:: GIVEN DATA

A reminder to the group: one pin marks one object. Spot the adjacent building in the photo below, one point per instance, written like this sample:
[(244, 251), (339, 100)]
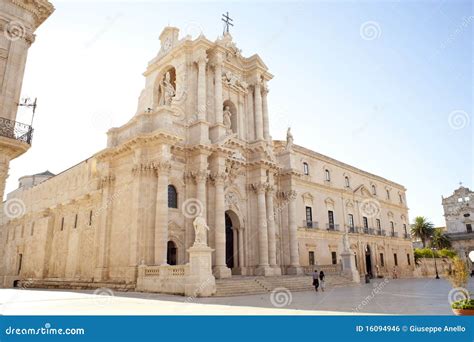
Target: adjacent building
[(199, 144), (459, 215)]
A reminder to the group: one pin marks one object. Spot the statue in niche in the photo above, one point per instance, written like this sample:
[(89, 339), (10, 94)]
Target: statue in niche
[(227, 120), (289, 139), (167, 91), (200, 231)]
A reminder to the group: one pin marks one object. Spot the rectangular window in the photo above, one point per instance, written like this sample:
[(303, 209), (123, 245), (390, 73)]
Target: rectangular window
[(351, 221), (309, 215)]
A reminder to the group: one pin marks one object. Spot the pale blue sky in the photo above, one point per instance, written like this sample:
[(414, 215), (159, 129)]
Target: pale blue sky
[(382, 105)]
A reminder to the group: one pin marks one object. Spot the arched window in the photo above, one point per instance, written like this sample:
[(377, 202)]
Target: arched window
[(305, 168), (171, 254), (374, 190), (172, 197)]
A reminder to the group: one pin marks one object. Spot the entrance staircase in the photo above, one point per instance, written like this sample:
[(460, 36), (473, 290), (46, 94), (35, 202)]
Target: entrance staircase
[(241, 285)]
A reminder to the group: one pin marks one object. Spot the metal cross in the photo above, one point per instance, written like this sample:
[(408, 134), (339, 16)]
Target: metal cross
[(227, 22)]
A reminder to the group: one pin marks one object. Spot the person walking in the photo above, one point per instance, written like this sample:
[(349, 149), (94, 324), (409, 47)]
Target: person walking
[(315, 280), (322, 280)]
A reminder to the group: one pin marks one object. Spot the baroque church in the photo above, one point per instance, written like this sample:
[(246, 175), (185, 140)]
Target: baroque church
[(199, 144)]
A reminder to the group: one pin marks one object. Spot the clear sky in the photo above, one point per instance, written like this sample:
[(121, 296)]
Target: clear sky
[(384, 86)]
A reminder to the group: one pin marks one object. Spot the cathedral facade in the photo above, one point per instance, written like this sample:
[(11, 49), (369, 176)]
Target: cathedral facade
[(199, 145)]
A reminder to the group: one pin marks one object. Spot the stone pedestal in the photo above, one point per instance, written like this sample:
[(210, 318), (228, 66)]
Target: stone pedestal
[(200, 282), (349, 269)]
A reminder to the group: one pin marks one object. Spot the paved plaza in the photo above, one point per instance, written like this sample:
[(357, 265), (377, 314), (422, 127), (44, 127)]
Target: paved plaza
[(399, 296)]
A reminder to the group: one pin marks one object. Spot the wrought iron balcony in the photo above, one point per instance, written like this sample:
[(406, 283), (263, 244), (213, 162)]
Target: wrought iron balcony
[(332, 226), (311, 224), (16, 130)]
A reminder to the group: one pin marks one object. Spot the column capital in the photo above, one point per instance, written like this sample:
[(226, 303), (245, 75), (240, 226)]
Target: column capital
[(218, 178), (163, 167), (259, 188)]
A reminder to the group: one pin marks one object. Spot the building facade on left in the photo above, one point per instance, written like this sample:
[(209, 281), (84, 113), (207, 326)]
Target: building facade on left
[(19, 20)]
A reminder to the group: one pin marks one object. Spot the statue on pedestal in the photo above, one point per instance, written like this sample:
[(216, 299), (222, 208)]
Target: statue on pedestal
[(167, 91), (289, 139), (227, 122), (200, 231)]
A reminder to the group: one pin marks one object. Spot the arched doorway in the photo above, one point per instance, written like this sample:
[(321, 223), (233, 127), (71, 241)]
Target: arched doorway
[(229, 242), (368, 261), (172, 253)]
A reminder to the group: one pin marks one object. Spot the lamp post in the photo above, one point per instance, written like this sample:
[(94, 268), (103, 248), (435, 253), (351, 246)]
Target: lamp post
[(436, 267)]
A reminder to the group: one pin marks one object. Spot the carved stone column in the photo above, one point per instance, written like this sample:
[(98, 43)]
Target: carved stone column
[(271, 226), (263, 266), (201, 177), (258, 111), (294, 267), (218, 88), (202, 105), (266, 128), (161, 219), (220, 268)]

::::

WHAT IS REQUIRED:
When you copy the records above, keep every word exact but leave out the pictures.

ANSWER TO THIS EXERCISE:
A reminder to the group: one pin marks one object. Spot the adjacent building in the photo below, one point per instance, written like this sample:
[(244, 251), (339, 100)]
Target: adjacent building
[(199, 144), (459, 215)]
A reminder to the group: one pin marks one object. Spot the statue in niche in the photo above, one point per instance, written like this sample:
[(89, 339), (10, 94)]
Target: statue in niche
[(227, 120), (289, 139), (167, 91), (200, 231)]
A reminder to the group: one pin marks one object. Spot the rectangular window in the photo above, one point per instance, written like this sample:
[(303, 209), (123, 245), (390, 73)]
Target: rectangular window
[(351, 221), (309, 215)]
A reminder to the group: one pin marks one object. Spot the pale blue sky in the photo above, one point per instance, written like this sample:
[(414, 215), (159, 129)]
Target: pale blue sky
[(382, 105)]
A reminder to the group: one pin marks one object. Spot the arched window in the photo above, one point per instance, written like this sample:
[(377, 202)]
Target: arched window
[(305, 168), (171, 254), (374, 190), (172, 197)]
A reminder to the group: one pin marks one object. Spot the entrance staircase in the photo above, one point per instance, written like this sample:
[(460, 36), (473, 290), (46, 94), (35, 202)]
Target: entrance staircase
[(241, 285)]
A reminder to the group: one pin marks one object. Spot the metal cross in the photo above, one point per instance, written like this sample:
[(408, 134), (339, 16)]
Target: metal cross
[(227, 22)]
A reminder to the group: one pin marks one object. Spot the person walking in the photo above, one point per instance, written like this sample:
[(349, 149), (94, 324), (409, 47)]
Target: person walking
[(315, 280), (322, 280)]
A reminder to the group: one pin marks one object. Spot the baroque church in the photo above, one point per instance, written like this sample:
[(246, 175), (185, 140)]
Target: baroque church
[(199, 144)]
A reminder to the group: one pin marks one object. Spot the clear sky in the photo above, one point per instance, written like this sample:
[(121, 296)]
Target: clear sky
[(384, 86)]
A reminder to the group: one pin marks one object. Spot the cathedral facade in the photo above, one point per instance, written like this sample:
[(11, 49), (369, 176)]
Target: cathedral facade
[(199, 145)]
A reminder to the group: one pin marks one object. Spot the stone pedestal in the photo above, one point per instance, written like this sample:
[(210, 318), (228, 66)]
Target: stone pedestal
[(200, 282), (349, 269)]
A reminder to the group: one pin marks one object. Spot the paved plaza in the photo above, one point per instance, written like this sample:
[(357, 265), (377, 314), (422, 127), (44, 127)]
Target: paved plaza
[(399, 296)]
A reminder to the group: one pin marks one object. Spot the wrought iron balcony in the photo above, one point per instance, written like this sample:
[(406, 283), (263, 244), (213, 162)]
Target: wrought iron balcony
[(332, 226), (311, 224), (16, 130)]
A reminder to the group: one pin marks one object. Spot the column capital in the photo above, one point per instance, written like this sample:
[(226, 303), (245, 75), (240, 226)]
Target: column capital
[(218, 178), (163, 167), (259, 188)]
A reminder to the group: one pin marks one object. Spot the building facade on left in the photo above, one point per instance, written like this sample:
[(209, 281), (84, 113), (207, 326)]
Target: building facade on left
[(19, 20)]
A reminder to the group: one pin marks one object. Spot the statue on pedestal in the photo above, one point per instance, written like this sample:
[(216, 299), (222, 208)]
Target: statue on pedestal
[(167, 91), (289, 139), (227, 122), (200, 231)]
A reminder to the group: one pin marks one object. Spot the arched doorway in the photo above, one point per instance, written like this sample:
[(321, 223), (233, 127), (71, 241)]
Target: arched doorway
[(229, 242), (368, 261), (172, 253)]
A reminder to the group: one pin marks one object. Spot the lamp post in the photo above, one point per instance, written like this sample:
[(94, 268), (103, 248), (435, 253), (351, 246)]
Target: lamp post
[(436, 267)]
A reminder to the group: one pin marks one object. Spot the carved stone column in the photo above, one point per instance, written like this sample:
[(98, 43)]
Target: carved stone column
[(271, 226), (263, 266), (201, 177), (258, 111), (294, 267), (218, 88), (202, 105), (266, 128), (161, 219), (220, 268)]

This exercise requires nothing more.